» EXCERPTED PASSAGE:
BEGIN

# 29 gallon tank lighting



## daverock1337 (Mar 14, 2010)

i am currently running 85 watts on my 29 gallon planted tank. i have a substrate of peat moss under gravel, and a DIY co2 setup. using two 2l bottles, staggered and changed every two weeks. 65 watts are compact fluorescent, and 20 watts are from the regular light that came with the tank. i also have flourish tabs in the gravel.

i just ordered a 130 watt compact fluorescent light. that'll bump me from 2.93 watts per gallon to 4.48 watts per gallon.

do you guys think this will help my rotala rotundifolia turn red? also i want to do a foreground carpet, last time my glossostigma did not turn out well. i am hoping the new lights will help, but i may have to get new bulbs. it comes with daylight and actinic. the bulbs i am considering are Dual Daylight 10,000/6700K Compact Fluorescent. 

current plants i have are hygrofila angustifolia, rotala rotundifolia, and crytocoryne walkerii.

the tank is being setup for apistogramma agassizi's. 

ph is 6.5, and nitrate is 5 ppm i think.


----------



## killacross (Apr 29, 2010)

...wish I could help but Im in the same boat...

what fixture did you order?

Im planning to upgrade to a 29g tank but cant find a good light for the (apparently) odd 30" length, but I want a light that will grow a thick carpet of dwarf hairgrass and an undecided something else that will grow up very leafy and overtake the middle of the tank like a good amazon sword etc. (I want big leaves for my fish hide in or spawn on)

Ill retire my 10gal shrimp tank (aka give it away to my nephew probably), change my 20L into a shrimp/harlequin rasbora mix tank probably and start a tiger barb tank in the 29g.


otherwise...what fixture/light-ballast combo + height above tank would you all recommend for a 30g (36"x18"x12") tank to grow the same plants? Im not afraid of DIY either...wouldnt mind if this was a whole DIY project minus the tank and filter...stand, lighting, substrate, CO2 reactor etc


----------



## daverock1337 (Mar 14, 2010)

i wanted a current usa satellite fixture, but could not find one, so i got a coralife 30 inch 2x65 watt light strip. it was $125 plus shipping from ebay brand new.


----------



## killacross (Apr 29, 2010)

you know...I was being kinda nosey and looking at your other posts...some things I noticed

with your new light system (i hope you got the fixture that has them spread on each side instead of the fixture that has them side by side on one side), your glosso will easily take off and THRIVE (read, take over everything in the tank!)

also, if youre going to grow glosso, you need to plant it properly first: cut it into strips of about 3 leaf stems with matching roots. lay them flat on the substrate and using a straight edge, push the roots deep into the substrate so that only the leaves are barely showing. Wait about 3 days and you should see new growth. glosso is a very aggressive plant tho so youll be thinning it out constantly (it doubles about 3x a month...aka 1-->2-->4-->8)...but when done correctly...its very pretty...planting it properly shouldnt take long because its so willing to spread and multiply that you can plant about 6-7 stems to carpet the tank within a month (I have a 20L, same footprint) and by about 1.5 months it will be a THICK carpet

also, if youre gonna run such a strong light youll probably need higher, more consistent CO2 concentrations than your DIY 2 liter bottles can make...not to mention your delivery method may need some work (did you use the UV light as a spray mechanism or no?)

END

» RECORDS SUPPLIED:
BEGIN

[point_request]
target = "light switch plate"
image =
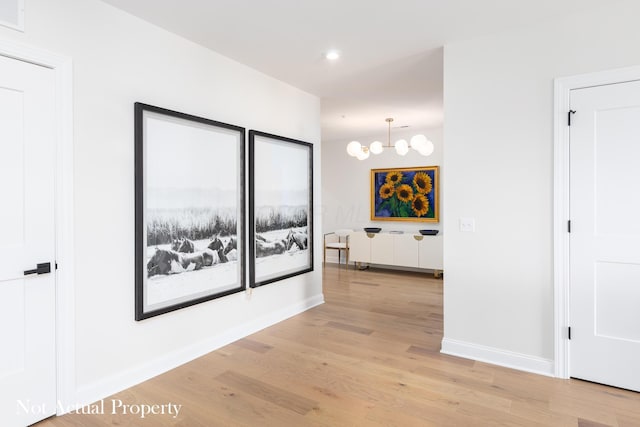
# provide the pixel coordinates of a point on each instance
(467, 225)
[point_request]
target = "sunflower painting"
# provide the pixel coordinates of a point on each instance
(408, 194)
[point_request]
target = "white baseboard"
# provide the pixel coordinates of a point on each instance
(496, 356)
(135, 375)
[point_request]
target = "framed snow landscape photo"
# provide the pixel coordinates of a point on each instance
(280, 208)
(189, 210)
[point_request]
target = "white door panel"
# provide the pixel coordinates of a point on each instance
(27, 303)
(605, 234)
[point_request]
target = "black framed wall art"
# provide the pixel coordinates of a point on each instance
(189, 210)
(280, 208)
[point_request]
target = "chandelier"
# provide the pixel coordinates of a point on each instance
(420, 143)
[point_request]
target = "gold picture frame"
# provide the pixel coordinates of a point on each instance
(405, 194)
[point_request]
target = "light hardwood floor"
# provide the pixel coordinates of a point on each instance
(369, 356)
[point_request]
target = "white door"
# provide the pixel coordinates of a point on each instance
(27, 302)
(605, 235)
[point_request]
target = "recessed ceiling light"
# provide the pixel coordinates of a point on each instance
(332, 55)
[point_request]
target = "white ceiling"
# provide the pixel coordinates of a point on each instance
(391, 64)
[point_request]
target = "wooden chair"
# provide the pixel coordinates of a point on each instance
(342, 244)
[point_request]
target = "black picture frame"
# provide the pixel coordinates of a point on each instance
(280, 208)
(189, 210)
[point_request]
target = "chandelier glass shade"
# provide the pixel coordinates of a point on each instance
(420, 143)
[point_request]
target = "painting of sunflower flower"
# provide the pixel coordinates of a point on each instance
(405, 194)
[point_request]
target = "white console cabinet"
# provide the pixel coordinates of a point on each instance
(402, 250)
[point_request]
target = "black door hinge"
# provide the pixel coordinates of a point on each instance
(42, 268)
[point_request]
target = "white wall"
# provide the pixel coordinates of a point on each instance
(346, 182)
(118, 60)
(498, 97)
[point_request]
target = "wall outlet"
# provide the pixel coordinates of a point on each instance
(467, 225)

END

» WHAT TO DO: Copy out the tank lighting thread, everything from "the tank is" down to "did you order?", substituting "light strip" for "fixture".

» CORRECT ANSWER:
the tank is being setup for apistogramma agassizi's. 

ph is 6.5, and nitrate is 5 ppm i think.


----------



## killacross (Apr 29, 2010)

...wish I could help but Im in the same boat...

what light strip did you order?